--- What is expected ---
Copy every one of the items below word for word, leaving the pictures out of your answer.

--- Region labeling items ---
## begin

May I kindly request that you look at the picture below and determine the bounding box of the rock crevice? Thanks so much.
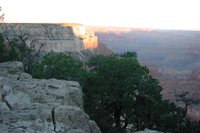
[0,62,100,133]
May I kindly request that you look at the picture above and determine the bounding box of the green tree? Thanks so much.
[83,52,162,132]
[32,52,86,81]
[83,52,198,133]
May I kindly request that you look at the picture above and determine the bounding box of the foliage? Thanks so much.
[32,52,86,80]
[175,91,200,111]
[0,33,9,62]
[83,52,199,133]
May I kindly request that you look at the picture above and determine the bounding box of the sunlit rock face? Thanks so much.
[0,61,101,133]
[0,23,98,58]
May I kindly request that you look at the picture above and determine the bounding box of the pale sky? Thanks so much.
[0,0,200,30]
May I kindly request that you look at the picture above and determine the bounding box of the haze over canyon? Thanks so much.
[0,23,200,119]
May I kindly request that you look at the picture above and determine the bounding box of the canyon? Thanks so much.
[0,23,112,60]
[89,26,200,120]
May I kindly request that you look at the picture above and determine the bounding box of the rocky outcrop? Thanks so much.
[0,62,100,133]
[0,23,112,60]
[133,128,163,133]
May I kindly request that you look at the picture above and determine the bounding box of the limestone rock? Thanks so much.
[0,62,101,133]
[134,128,162,133]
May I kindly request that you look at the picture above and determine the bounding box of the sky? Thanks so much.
[0,0,200,31]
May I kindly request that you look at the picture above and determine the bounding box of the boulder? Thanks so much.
[0,62,101,133]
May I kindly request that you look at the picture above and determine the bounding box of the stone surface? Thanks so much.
[0,23,112,60]
[134,128,162,133]
[0,62,100,133]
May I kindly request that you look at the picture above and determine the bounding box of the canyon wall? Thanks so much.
[0,23,111,60]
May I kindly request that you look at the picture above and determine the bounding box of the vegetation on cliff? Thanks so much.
[0,32,200,133]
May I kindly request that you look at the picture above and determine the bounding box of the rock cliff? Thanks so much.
[0,23,112,60]
[0,62,100,133]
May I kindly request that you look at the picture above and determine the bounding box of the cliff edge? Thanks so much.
[0,62,101,133]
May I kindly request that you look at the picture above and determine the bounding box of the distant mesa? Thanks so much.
[0,23,113,60]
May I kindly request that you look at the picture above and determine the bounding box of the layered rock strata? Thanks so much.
[0,23,107,60]
[0,62,100,133]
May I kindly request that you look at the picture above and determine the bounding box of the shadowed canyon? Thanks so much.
[88,26,200,120]
[0,23,200,119]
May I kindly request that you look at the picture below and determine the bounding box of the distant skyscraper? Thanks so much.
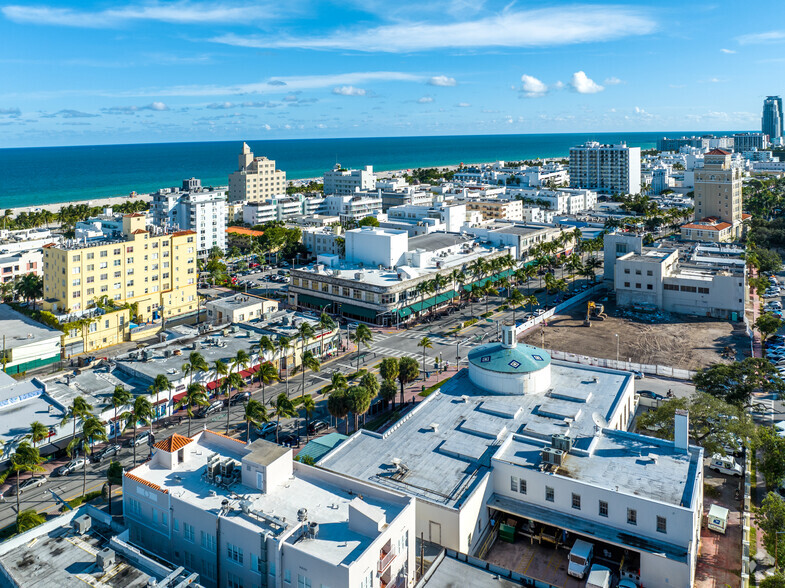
[761,96,782,140]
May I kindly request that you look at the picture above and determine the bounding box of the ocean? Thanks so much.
[0,132,712,210]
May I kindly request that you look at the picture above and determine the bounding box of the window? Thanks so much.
[226,572,243,588]
[226,543,243,564]
[183,521,194,543]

## end

--- Task response ---
May I kindly request that you look at the picture below and determine the bounding box of the rock crevice? Thanks so much.
[0,62,100,133]
May I kindly request that you look at the picture above and determine the bounding box of the green tree? Thanks so much.
[83,52,162,132]
[32,52,86,81]
[83,52,198,133]
May I kindly request that you look at the picture above and determine the bounding box of the foliage? Thanks so much.
[32,52,86,80]
[175,91,200,111]
[0,33,9,62]
[83,52,199,133]
May I kindly request that you look at the picture above and determine the bounding box of the sunlit rock face? Thanks so much.
[0,61,101,133]
[0,23,98,58]
May I kindly request that you look at the picture above and determine the bounding box of the pale sky? Thanks so much.
[0,0,200,30]
May I kindly request that you look at the picture above and determine the bounding box of the haze over canyon? Thanks so much.
[0,23,200,119]
May I kindly request that you look at the picture above and determine the bounding box of the canyon? Thanks so much.
[0,23,112,60]
[89,26,200,120]
May I kindly request that you look at the picture above and determine the bounding box of the rocky outcrop? Thanks so much.
[0,62,100,133]
[0,23,112,60]
[133,128,163,133]
May I kindly request that you look at the picture above and determine the bounding box of the limestone rock? Thanks so much.
[0,62,101,133]
[134,128,162,133]
May I kindly request that you look at the picture above and determine the bounding box of the sky? Thanks so much.
[0,0,200,31]
May I kindly request that you look at the picture above and determine the bounding box of the boulder? Thanks so much.
[0,62,101,133]
May I kindly request that you look at the picture above and determine the bounding box of the stone surface? Thanks so much.
[0,23,112,60]
[134,128,162,133]
[0,62,100,133]
May I kindly request that you look at the picture above and determine the bounding box of the canyon wall? Thanks so much.
[0,23,111,60]
May I kindly request that you look at the picture above and determine the bounding box of the vegetation on cliff? Thanks so much.
[0,32,200,133]
May I kindly request that you look at the picture above and determine the bounding box of the rock cliff? Thanks so much.
[0,23,112,60]
[0,62,100,133]
May I kindly request that you look at the picture above and determine the bounding box of the cliff edge? Thanks so much.
[0,62,101,133]
May I kindly request that you look at the picture above and determine the bounding box of the distant mesa? Thanks so much.
[0,23,113,60]
May I kindly request that you look at the picture above and determine the bounding box of the layered rock strata? Thanks so much.
[0,23,107,60]
[0,62,100,133]
May I kindly request that you look at the picture above and determine the bounding box of the shadowed canyon? Thanks so much.
[88,26,200,120]
[0,23,200,119]
May I kindly request that you look at the picture below and determine the bounding box of the distant skyscraper? Thanks so much.
[761,96,782,140]
May I kindly request that you look at the picture above and determine the bounding box of the ocean? Thanks so much.
[0,132,712,210]
May I kindly request that you look at the picture above and determine the bounding box of the window? Thanks so much.
[226,572,243,588]
[226,543,243,564]
[183,521,194,543]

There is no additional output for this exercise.